### INSTRUCTIONS TO FOLLOW
Emit a verbatim copy of the lines running from the line with "of the clear" through the end of the material below.

### ENTRIES SHOWN
___
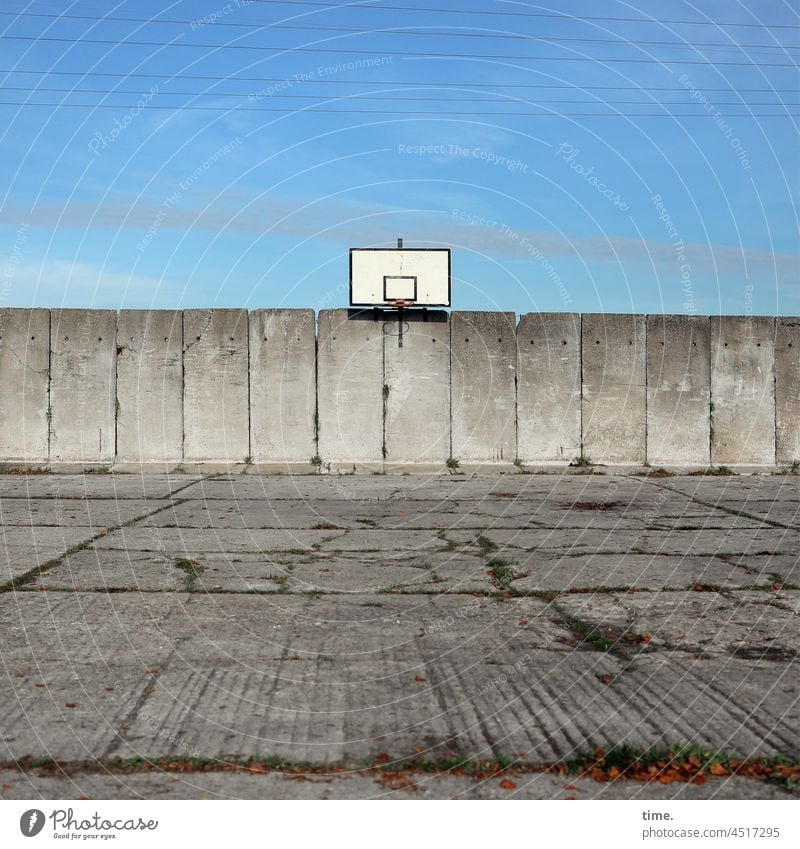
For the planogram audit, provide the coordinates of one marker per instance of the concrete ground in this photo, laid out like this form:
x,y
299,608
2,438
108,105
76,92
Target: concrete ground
x,y
400,636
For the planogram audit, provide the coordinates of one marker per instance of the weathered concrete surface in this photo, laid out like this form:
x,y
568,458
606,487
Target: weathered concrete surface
x,y
149,386
743,390
549,387
215,403
417,381
483,360
787,390
346,624
678,390
614,396
82,386
350,387
283,386
24,384
375,783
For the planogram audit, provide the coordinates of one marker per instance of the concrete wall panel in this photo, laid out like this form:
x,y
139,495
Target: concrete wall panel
x,y
149,354
549,387
215,401
483,394
350,390
417,380
742,390
82,386
24,384
787,390
282,385
614,397
678,390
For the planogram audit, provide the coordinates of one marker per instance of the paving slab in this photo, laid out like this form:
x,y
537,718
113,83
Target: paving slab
x,y
366,784
707,623
23,549
117,486
93,514
332,618
178,541
684,542
635,571
105,570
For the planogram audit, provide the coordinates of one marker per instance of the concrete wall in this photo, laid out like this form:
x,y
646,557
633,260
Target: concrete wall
x,y
283,386
88,387
82,386
216,415
742,390
614,388
678,390
350,387
417,380
24,384
787,390
483,363
149,385
549,387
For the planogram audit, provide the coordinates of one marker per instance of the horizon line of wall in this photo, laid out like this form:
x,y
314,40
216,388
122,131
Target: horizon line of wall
x,y
274,386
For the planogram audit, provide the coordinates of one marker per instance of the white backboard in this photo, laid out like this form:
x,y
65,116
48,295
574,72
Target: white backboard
x,y
418,276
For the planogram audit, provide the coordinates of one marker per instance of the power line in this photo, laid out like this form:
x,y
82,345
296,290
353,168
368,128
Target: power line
x,y
414,83
392,31
414,53
360,96
435,114
557,16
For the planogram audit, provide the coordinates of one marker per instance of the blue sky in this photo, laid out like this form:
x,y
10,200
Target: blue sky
x,y
580,156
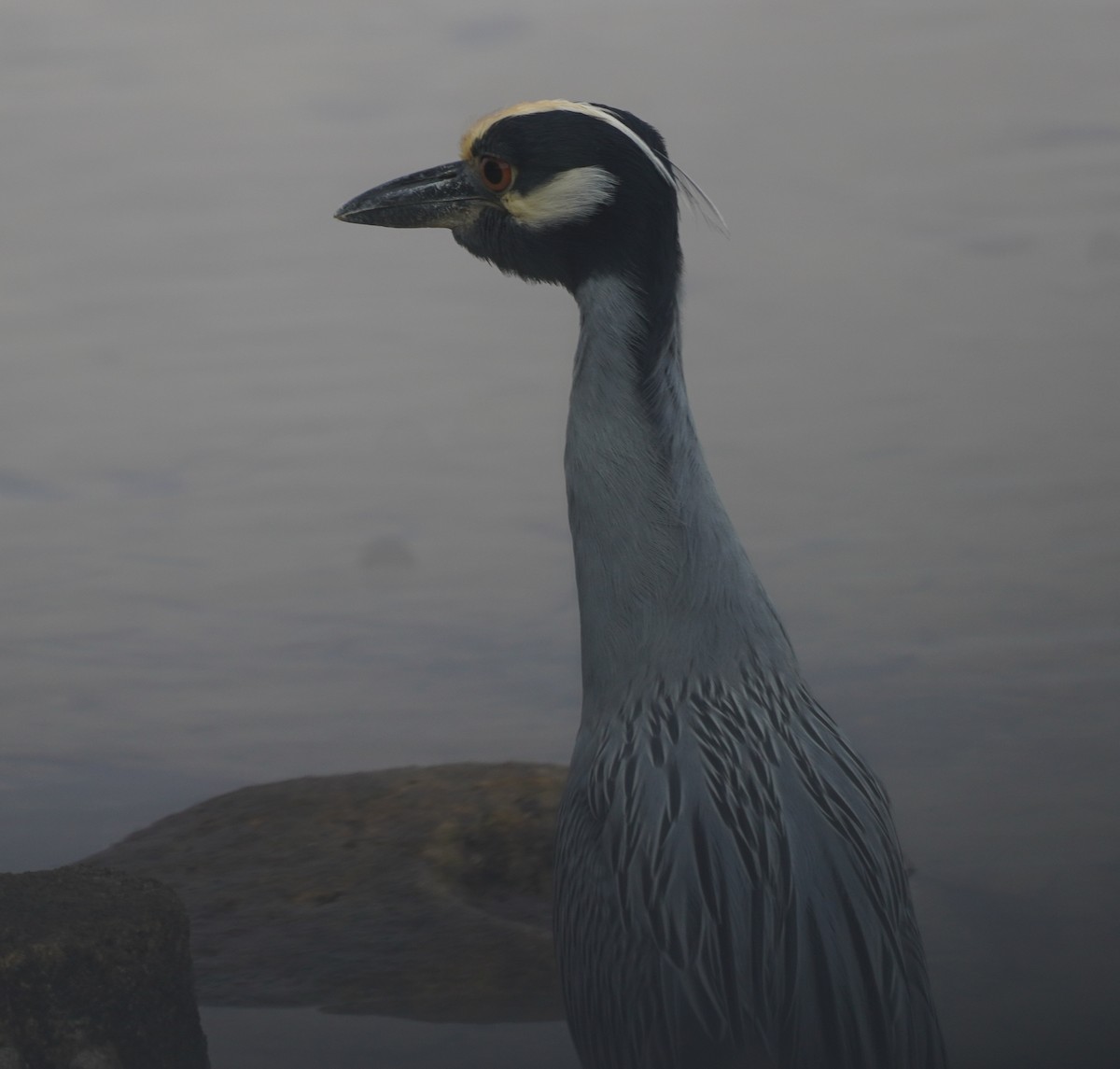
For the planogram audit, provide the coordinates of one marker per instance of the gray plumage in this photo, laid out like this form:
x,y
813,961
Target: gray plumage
x,y
729,889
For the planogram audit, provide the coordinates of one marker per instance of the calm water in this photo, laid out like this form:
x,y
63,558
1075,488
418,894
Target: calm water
x,y
284,497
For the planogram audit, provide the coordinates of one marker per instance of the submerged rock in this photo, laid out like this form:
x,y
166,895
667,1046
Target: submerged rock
x,y
419,892
95,973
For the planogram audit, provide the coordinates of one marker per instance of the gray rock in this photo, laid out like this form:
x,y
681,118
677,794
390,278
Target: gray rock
x,y
420,892
95,973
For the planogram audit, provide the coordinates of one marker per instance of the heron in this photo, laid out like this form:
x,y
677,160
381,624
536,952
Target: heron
x,y
729,889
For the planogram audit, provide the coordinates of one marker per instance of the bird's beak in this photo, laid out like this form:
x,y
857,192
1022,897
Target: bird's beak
x,y
441,196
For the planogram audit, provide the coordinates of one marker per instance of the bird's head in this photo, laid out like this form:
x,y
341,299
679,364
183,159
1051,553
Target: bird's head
x,y
550,190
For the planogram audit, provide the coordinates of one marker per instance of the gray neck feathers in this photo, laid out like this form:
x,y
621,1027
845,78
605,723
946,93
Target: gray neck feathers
x,y
665,589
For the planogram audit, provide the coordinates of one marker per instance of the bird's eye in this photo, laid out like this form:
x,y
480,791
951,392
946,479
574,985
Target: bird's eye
x,y
497,174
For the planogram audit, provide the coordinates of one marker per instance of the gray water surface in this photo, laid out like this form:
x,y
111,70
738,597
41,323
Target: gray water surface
x,y
283,497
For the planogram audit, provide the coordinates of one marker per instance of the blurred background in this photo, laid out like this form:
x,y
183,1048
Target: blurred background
x,y
281,497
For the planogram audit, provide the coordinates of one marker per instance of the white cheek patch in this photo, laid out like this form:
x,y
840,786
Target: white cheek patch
x,y
570,196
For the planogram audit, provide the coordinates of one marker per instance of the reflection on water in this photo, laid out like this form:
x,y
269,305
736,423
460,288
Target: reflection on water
x,y
280,497
263,1039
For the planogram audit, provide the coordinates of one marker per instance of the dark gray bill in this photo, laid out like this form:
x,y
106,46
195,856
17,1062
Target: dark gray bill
x,y
441,196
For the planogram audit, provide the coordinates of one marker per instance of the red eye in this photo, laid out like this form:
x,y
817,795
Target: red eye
x,y
497,174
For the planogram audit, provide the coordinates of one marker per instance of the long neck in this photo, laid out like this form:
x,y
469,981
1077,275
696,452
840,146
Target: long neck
x,y
665,588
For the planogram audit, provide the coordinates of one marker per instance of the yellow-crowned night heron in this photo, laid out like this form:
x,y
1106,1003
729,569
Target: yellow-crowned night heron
x,y
729,890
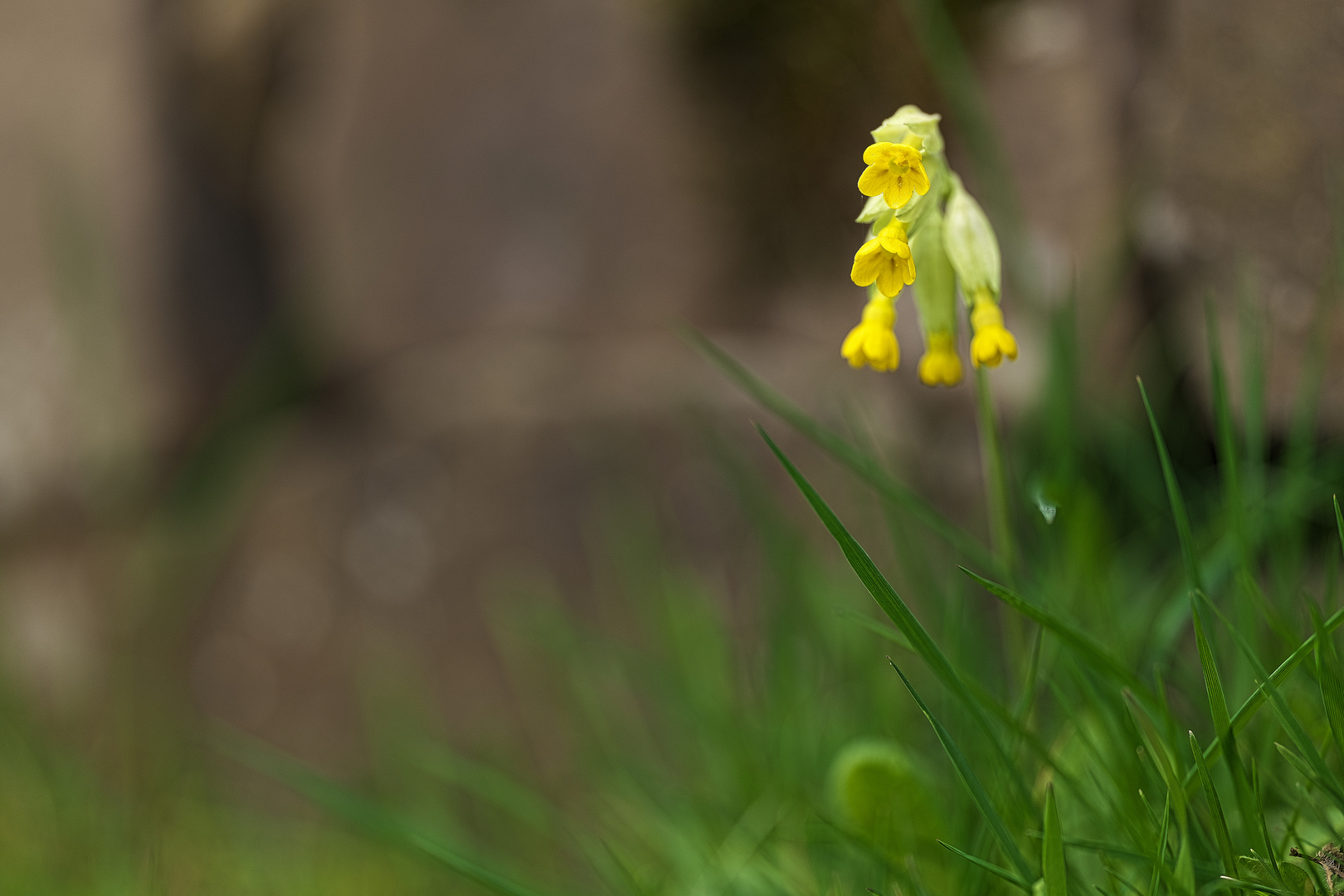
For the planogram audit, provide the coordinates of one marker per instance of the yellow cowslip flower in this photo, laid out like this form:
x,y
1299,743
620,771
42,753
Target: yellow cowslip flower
x,y
992,342
940,364
884,261
895,171
874,340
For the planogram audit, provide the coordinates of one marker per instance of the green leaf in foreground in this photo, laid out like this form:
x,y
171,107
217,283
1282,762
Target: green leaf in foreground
x,y
1181,519
860,464
1215,811
968,777
1053,850
990,867
1248,709
899,614
1088,646
364,813
1281,709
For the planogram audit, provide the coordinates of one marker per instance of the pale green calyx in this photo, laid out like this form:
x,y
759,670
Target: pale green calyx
x,y
971,243
912,121
936,290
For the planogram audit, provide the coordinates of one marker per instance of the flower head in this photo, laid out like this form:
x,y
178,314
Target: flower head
x,y
895,171
884,261
940,364
992,342
874,340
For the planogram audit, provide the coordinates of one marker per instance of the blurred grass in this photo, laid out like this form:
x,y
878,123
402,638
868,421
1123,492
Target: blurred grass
x,y
1058,718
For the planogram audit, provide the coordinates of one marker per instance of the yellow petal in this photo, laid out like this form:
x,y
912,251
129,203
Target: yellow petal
x,y
874,180
898,190
879,153
894,240
852,347
908,270
918,178
867,264
905,155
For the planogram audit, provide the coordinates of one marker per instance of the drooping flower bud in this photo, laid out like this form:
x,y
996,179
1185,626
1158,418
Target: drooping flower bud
x,y
972,243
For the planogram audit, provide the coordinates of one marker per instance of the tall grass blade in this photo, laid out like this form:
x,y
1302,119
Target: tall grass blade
x,y
899,614
1161,758
968,778
1215,811
366,815
1088,646
1285,716
862,465
1329,679
1252,705
1053,850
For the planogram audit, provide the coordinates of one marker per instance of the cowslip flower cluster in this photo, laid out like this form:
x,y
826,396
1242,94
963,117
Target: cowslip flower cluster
x,y
923,221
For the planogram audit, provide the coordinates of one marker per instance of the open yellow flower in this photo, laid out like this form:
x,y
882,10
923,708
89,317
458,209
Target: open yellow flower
x,y
992,342
940,364
874,340
884,261
895,171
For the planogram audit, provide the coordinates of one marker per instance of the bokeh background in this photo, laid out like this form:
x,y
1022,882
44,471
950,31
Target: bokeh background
x,y
324,323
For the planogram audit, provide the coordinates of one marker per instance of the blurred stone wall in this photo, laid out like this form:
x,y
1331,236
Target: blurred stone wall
x,y
483,218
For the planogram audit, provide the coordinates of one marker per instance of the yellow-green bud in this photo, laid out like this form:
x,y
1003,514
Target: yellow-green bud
x,y
879,794
971,243
912,121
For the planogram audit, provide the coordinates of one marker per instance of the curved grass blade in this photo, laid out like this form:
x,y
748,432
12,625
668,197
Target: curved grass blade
x,y
1068,631
1215,809
860,464
1252,705
901,616
1301,765
1181,519
1285,716
1161,758
990,867
968,777
364,813
1053,850
1213,681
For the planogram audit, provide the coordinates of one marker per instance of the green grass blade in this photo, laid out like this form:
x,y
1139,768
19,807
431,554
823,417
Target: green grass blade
x,y
1215,811
899,614
1252,705
1181,519
1213,681
1160,853
1053,850
1329,679
860,464
968,778
996,477
990,867
1088,646
1301,765
1285,716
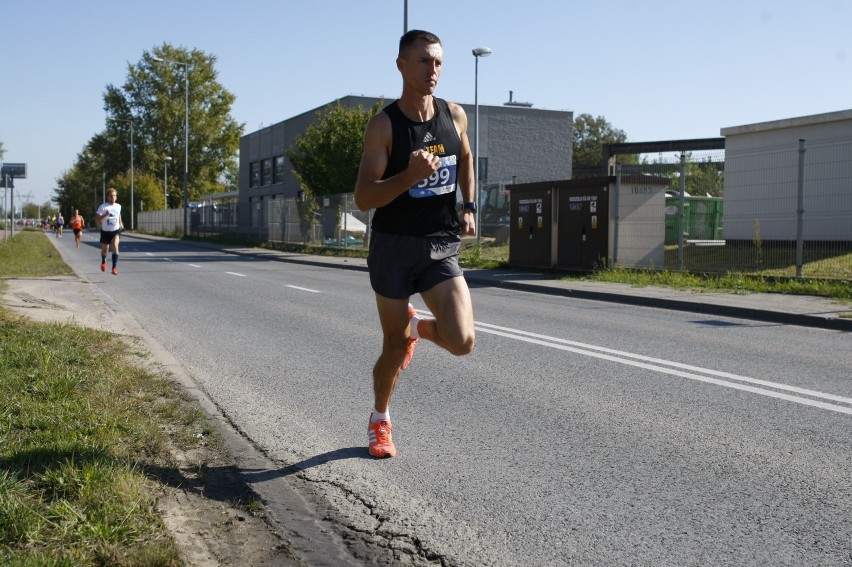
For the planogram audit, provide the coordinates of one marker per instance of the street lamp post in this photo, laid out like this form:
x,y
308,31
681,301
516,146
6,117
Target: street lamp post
x,y
185,65
477,53
132,208
166,161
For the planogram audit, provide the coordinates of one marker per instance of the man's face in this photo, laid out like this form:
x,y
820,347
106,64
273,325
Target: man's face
x,y
421,66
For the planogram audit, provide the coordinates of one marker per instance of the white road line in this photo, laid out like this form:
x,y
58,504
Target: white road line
x,y
676,369
302,288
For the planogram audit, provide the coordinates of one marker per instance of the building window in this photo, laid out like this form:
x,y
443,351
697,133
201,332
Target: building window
x,y
280,169
254,174
266,172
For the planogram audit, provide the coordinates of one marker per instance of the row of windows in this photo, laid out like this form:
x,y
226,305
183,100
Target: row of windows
x,y
267,171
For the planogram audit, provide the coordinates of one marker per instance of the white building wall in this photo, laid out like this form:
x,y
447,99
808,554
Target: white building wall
x,y
761,178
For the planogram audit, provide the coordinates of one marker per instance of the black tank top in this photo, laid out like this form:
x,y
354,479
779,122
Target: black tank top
x,y
428,208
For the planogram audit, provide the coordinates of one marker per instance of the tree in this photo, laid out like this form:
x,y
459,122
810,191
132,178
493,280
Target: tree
x,y
590,135
325,158
153,97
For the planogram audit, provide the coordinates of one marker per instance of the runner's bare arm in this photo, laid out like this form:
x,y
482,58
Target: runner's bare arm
x,y
465,179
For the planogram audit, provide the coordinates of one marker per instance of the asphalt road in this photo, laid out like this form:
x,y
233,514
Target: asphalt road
x,y
578,432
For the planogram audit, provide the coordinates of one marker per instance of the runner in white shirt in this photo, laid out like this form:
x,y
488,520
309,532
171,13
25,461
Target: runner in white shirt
x,y
109,217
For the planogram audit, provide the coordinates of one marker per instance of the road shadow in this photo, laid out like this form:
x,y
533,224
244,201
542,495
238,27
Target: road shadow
x,y
359,452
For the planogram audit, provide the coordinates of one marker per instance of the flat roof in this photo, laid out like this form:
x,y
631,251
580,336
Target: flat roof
x,y
811,120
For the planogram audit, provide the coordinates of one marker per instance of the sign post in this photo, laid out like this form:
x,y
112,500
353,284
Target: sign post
x,y
9,172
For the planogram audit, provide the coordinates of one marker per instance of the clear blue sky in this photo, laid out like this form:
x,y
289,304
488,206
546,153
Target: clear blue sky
x,y
657,69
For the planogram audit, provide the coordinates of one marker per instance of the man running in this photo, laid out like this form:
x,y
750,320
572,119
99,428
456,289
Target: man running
x,y
416,157
109,217
77,223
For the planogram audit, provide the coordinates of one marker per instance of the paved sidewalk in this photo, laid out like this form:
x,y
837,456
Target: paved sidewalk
x,y
804,310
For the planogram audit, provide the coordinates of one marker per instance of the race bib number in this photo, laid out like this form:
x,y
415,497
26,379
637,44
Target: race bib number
x,y
111,223
441,182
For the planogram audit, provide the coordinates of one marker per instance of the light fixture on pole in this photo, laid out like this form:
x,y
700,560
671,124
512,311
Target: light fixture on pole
x,y
166,161
185,66
132,176
477,53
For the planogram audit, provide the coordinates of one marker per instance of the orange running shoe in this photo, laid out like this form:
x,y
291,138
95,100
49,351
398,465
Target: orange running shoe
x,y
381,441
409,349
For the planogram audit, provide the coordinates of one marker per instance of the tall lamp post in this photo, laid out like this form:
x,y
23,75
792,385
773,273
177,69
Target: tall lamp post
x,y
185,65
132,176
166,161
477,53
___
### EXPECTED ANSWER
For the planogram audit, provide the coordinates of one marker per instance of the clear blue sky in this photo, laid out like this form:
x,y
289,304
488,206
546,153
Target: clear blue sky
x,y
657,69
For the planogram audit, provide the coordinates of one marker per instance of the man running in this photo, laid out like this form:
x,y
750,320
572,119
99,428
456,289
Target: man running
x,y
416,157
109,217
77,223
For the planogram audit, provide the coordinates of one marker per instance of the paved sidewalk in this photo, laid out like this form:
x,y
837,456
Target: paved sidewalk
x,y
804,310
For the planogram audit, provide the coordinates of one marker per instance of the race bib number in this photo, laid out like this form:
x,y
415,497
26,379
637,44
Target: race bib number
x,y
111,223
441,182
For the planogram audit, provide the coordinates of one marker per instance of the light fixture on pole in this photo, laid out like this form:
x,y
700,560
671,124
512,311
Target: light fixture on pole
x,y
166,161
185,66
132,176
477,53
For the planogram audit, provide the coordinates of one marker per instance of the orange running shoe in this photo, laid out like this form:
x,y
291,138
95,100
49,351
398,465
Target: orange running shoe
x,y
381,441
409,349
For the planogram audit, provide the coordinates of one marker per instance of the tall lamp post in this photo, laid out like this form:
x,y
23,75
792,385
773,273
177,69
Target: tall lamp post
x,y
185,65
132,176
166,161
477,53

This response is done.